- Task requirements -
Your task is to write out the entire listing exactly, omitting its pictures.

==== Dataset entries

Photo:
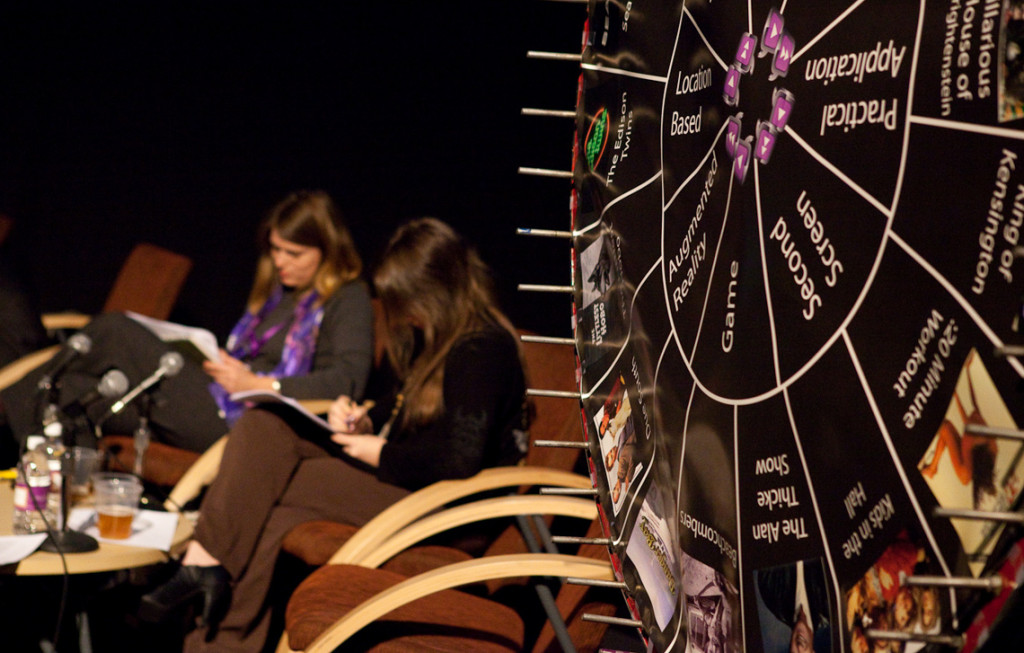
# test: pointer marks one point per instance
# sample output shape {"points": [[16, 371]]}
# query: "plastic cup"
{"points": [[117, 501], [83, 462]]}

========

- Solution below -
Photo:
# test: pointer marks one point per instance
# sample output shape {"points": [[16, 371]]}
# query: "plastic cup"
{"points": [[117, 501], [83, 462]]}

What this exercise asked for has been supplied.